--- Start of Dataset excerpts ---

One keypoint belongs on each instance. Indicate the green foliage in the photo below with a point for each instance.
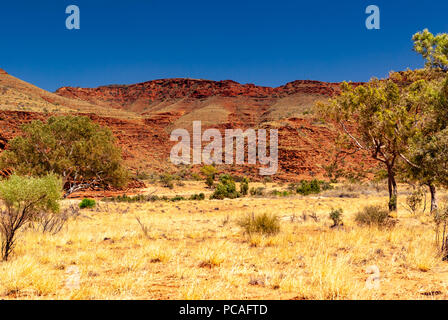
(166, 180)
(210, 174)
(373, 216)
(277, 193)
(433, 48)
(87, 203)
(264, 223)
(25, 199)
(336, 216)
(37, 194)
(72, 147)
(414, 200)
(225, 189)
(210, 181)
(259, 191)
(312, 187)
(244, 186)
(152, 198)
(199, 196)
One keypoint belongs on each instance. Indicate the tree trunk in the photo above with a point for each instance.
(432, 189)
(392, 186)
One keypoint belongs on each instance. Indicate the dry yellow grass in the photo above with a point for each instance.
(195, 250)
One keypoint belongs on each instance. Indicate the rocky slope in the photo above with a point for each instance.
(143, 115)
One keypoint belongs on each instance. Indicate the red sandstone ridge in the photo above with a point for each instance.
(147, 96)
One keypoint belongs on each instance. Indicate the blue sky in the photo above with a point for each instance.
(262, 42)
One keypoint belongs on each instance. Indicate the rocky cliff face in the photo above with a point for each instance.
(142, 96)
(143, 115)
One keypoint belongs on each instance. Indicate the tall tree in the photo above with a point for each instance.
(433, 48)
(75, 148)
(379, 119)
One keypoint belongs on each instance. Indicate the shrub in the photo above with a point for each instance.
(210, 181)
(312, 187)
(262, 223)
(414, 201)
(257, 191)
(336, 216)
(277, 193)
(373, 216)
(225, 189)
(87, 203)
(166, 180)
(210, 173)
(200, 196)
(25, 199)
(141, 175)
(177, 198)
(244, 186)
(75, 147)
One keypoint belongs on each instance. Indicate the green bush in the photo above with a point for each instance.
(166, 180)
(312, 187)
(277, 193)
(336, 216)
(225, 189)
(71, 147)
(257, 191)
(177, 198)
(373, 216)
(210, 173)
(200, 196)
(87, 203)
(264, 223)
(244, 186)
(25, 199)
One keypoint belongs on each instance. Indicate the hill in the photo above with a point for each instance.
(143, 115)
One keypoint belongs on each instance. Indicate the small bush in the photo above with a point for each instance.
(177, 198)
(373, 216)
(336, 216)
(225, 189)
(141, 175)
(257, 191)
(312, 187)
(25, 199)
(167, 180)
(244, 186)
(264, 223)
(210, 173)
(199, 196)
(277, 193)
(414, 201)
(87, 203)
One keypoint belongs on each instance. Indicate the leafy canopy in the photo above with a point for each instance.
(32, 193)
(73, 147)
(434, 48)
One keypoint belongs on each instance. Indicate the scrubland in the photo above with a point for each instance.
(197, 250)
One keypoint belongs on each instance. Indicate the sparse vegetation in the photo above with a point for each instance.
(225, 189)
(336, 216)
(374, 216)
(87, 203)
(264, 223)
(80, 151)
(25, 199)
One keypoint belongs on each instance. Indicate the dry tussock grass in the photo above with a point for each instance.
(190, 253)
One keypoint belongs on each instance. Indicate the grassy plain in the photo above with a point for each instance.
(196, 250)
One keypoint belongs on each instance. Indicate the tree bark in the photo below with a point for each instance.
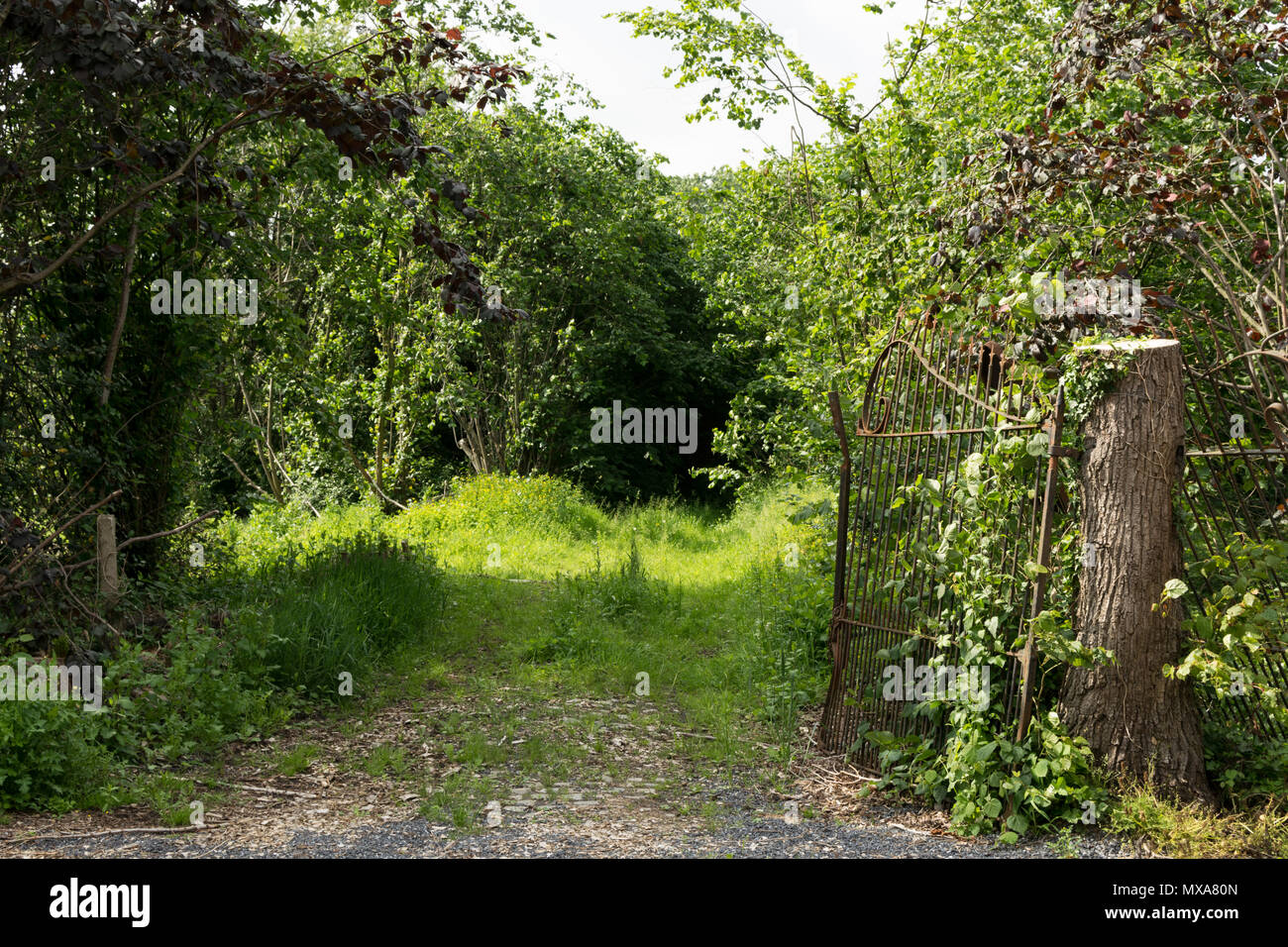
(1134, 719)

--- End of Dataset excerpts ---

Direction: Copy the entries exactly. Leave out the images.

Result of this task:
One keypoint belongs on each instance. Indicate the green foliage in the photo below with a point for each instance.
(166, 180)
(210, 174)
(373, 216)
(277, 193)
(433, 48)
(87, 203)
(264, 223)
(25, 199)
(336, 216)
(37, 194)
(72, 147)
(414, 200)
(225, 189)
(210, 181)
(259, 191)
(312, 187)
(244, 186)
(152, 198)
(199, 196)
One keypoint belongs on each instance. Indicate the tree trunk in the photo above with a point for each instance.
(432, 189)
(392, 186)
One keypoint belongs on each instance. Indicate the dry yellow grass in the photo above with a point for each instance.
(195, 250)
One keypoint belongs on each instance. Indicate the rocky slope in the photo above with a point for each instance.
(143, 115)
One keypoint belongs on each instance. Indicate the red sandstone ridge in the photo above with a point for each instance.
(147, 96)
One keypoint belongs on each instance. Indicate the blue sky in the photo above with a point for each instance.
(262, 42)
One keypoint belongs on each instance. Indicate the rocky cliff face in the photo above with a point for each instance.
(142, 96)
(143, 115)
One keypoint belongs on each instance. Indicate the tall tree in the photo above with a point for each instance.
(433, 48)
(75, 148)
(379, 119)
One keypoint belongs on each instance. Indicate the shrub in the photo above with a point for each instance.
(210, 181)
(312, 187)
(262, 223)
(414, 201)
(257, 191)
(336, 216)
(277, 193)
(373, 216)
(225, 189)
(87, 203)
(166, 180)
(210, 173)
(200, 196)
(25, 199)
(141, 175)
(177, 198)
(244, 186)
(75, 147)
One keypoint belongs on each instance. Indicate the green bush in the photo above with a point for each instance.
(166, 180)
(312, 187)
(277, 193)
(336, 216)
(225, 189)
(71, 147)
(257, 191)
(177, 198)
(373, 216)
(210, 173)
(200, 196)
(87, 203)
(264, 223)
(244, 186)
(25, 199)
One keypoint belongs on each instance. Indicate the hill in the photo above with a point for each instance.
(143, 115)
One keypoint belongs on each instance. Indicate the small bush in the photo above with a point for each instance.
(177, 198)
(373, 216)
(336, 216)
(225, 189)
(141, 175)
(257, 191)
(312, 187)
(25, 199)
(167, 180)
(244, 186)
(264, 223)
(210, 173)
(199, 196)
(277, 193)
(414, 201)
(87, 203)
One keypoint belongs on each instance. Indicate the leafy canopy in the photo above with a point for each instance.
(32, 193)
(73, 147)
(434, 48)
One keypoint belongs on each instance. Indicate the scrubland in the photo above with a point for each instance.
(197, 250)
One keypoint belongs on each instance. Indicate the sparse vegetation in the photo above with a point for each instance.
(225, 189)
(336, 216)
(374, 216)
(87, 203)
(264, 223)
(80, 151)
(25, 199)
One keypoint belongs on each instance. Indicate the dry tussock grass in the photo above with a point for each instance.
(190, 253)
One keypoint belongs on each instance. Indicate the grassy plain in the photo above with a point for each instance.
(196, 250)
One keypoint belongs on each instance. Indicate the tree bark in the photo below with a point for each instance.
(1134, 719)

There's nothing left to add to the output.